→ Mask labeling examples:
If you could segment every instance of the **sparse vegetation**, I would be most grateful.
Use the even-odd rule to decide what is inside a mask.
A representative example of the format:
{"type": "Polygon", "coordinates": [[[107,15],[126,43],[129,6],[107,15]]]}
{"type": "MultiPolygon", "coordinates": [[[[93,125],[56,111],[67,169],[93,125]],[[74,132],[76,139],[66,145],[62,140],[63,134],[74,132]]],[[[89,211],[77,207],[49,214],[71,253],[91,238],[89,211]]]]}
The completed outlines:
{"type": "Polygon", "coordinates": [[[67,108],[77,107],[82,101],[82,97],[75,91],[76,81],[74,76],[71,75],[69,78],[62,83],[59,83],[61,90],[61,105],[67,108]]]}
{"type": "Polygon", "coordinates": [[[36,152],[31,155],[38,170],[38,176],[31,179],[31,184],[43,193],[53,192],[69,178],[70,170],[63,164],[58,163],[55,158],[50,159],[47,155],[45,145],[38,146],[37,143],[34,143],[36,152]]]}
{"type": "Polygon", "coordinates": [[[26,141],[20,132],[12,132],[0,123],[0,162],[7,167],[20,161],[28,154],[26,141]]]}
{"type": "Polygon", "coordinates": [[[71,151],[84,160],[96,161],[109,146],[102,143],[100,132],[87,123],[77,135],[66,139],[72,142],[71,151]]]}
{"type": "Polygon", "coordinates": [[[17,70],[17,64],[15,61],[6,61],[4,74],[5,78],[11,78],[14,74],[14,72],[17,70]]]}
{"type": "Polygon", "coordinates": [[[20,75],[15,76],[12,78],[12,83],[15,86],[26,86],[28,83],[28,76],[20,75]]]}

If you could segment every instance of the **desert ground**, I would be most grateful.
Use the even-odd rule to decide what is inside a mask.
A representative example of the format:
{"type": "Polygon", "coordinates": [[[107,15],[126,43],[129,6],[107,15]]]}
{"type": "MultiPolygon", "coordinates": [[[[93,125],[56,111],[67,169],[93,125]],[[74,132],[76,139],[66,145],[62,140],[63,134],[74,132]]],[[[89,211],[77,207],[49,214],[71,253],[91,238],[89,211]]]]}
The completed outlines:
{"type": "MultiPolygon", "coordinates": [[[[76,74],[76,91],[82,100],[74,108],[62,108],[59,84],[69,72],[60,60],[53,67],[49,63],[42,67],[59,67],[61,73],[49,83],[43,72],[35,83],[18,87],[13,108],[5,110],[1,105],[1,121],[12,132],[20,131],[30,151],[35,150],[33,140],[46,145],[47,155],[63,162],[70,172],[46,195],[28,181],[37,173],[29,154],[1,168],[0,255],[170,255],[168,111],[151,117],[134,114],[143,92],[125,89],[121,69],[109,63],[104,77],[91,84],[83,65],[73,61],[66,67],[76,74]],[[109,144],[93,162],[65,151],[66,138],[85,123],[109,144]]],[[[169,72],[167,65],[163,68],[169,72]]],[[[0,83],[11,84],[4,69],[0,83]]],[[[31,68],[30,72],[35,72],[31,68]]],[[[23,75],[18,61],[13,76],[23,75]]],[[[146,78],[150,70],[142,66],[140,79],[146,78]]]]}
...
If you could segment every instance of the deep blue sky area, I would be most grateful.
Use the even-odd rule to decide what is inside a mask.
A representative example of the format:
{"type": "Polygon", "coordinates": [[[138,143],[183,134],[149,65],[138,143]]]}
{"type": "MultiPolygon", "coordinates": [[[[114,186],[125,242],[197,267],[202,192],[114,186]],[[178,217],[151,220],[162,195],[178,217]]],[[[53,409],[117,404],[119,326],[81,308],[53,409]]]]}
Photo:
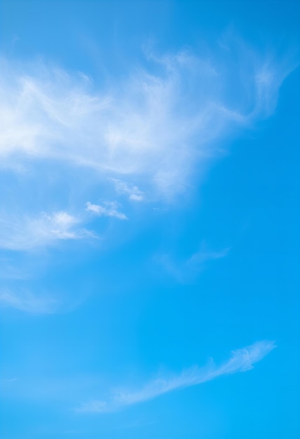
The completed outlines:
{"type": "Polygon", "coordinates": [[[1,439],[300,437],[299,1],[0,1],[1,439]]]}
--
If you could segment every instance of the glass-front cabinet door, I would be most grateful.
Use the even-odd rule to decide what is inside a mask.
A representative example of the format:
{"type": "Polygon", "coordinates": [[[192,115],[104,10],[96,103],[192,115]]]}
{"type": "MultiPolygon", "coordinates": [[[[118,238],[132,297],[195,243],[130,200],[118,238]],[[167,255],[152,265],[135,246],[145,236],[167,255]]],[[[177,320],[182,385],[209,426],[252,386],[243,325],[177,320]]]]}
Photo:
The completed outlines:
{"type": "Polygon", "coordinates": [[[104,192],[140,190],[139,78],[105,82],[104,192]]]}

→ Short problem: Find each line in the rows above that contains the string "MultiPolygon", and copy those lines out.

→ Answer for the task:
{"type": "MultiPolygon", "coordinates": [[[[93,125],[56,111],[67,169],[93,125]],[[74,132],[76,139],[66,145],[62,140],[63,134],[74,132]]],[[[89,211],[77,207],[49,214],[71,253],[91,238],[89,211]]]]}
{"type": "MultiPolygon", "coordinates": [[[[93,125],[56,111],[67,169],[93,125]],[[74,132],[76,139],[66,145],[62,140],[63,134],[74,132]]],[[[89,211],[77,207],[49,214],[71,253],[91,238],[89,211]]]]}
{"type": "MultiPolygon", "coordinates": [[[[76,74],[76,91],[82,100],[74,108],[62,108],[59,84],[69,72],[60,60],[53,67],[49,63],[42,67],[59,67],[61,73],[49,83],[43,72],[35,83],[18,87],[13,108],[5,110],[1,105],[1,121],[12,132],[20,131],[30,151],[35,150],[33,140],[46,145],[47,155],[63,162],[70,172],[46,195],[28,181],[37,173],[29,154],[1,168],[0,255],[170,255],[168,111],[151,117],[134,114],[143,92],[125,89],[121,69],[109,63],[104,77],[91,84],[83,65],[73,61],[66,67],[76,74]],[[109,144],[93,162],[65,151],[66,138],[85,123],[109,144]]],[[[169,72],[167,65],[163,68],[169,72]]],[[[0,83],[11,84],[4,69],[0,83]]],[[[31,68],[30,72],[35,72],[31,68]]],[[[23,75],[18,61],[13,76],[23,75]]],[[[146,78],[150,70],[142,66],[140,79],[146,78]]]]}
{"type": "MultiPolygon", "coordinates": [[[[114,186],[125,242],[197,267],[202,192],[114,186]],[[178,217],[151,220],[162,195],[178,217]]],[[[53,409],[117,404],[119,326],[81,308],[53,409]]]]}
{"type": "MultiPolygon", "coordinates": [[[[118,238],[132,297],[195,243],[130,200],[118,238]],[[167,255],[152,265],[135,246],[145,236],[167,255]]],[[[177,320],[182,385],[209,426],[252,386],[243,325],[177,320]]]]}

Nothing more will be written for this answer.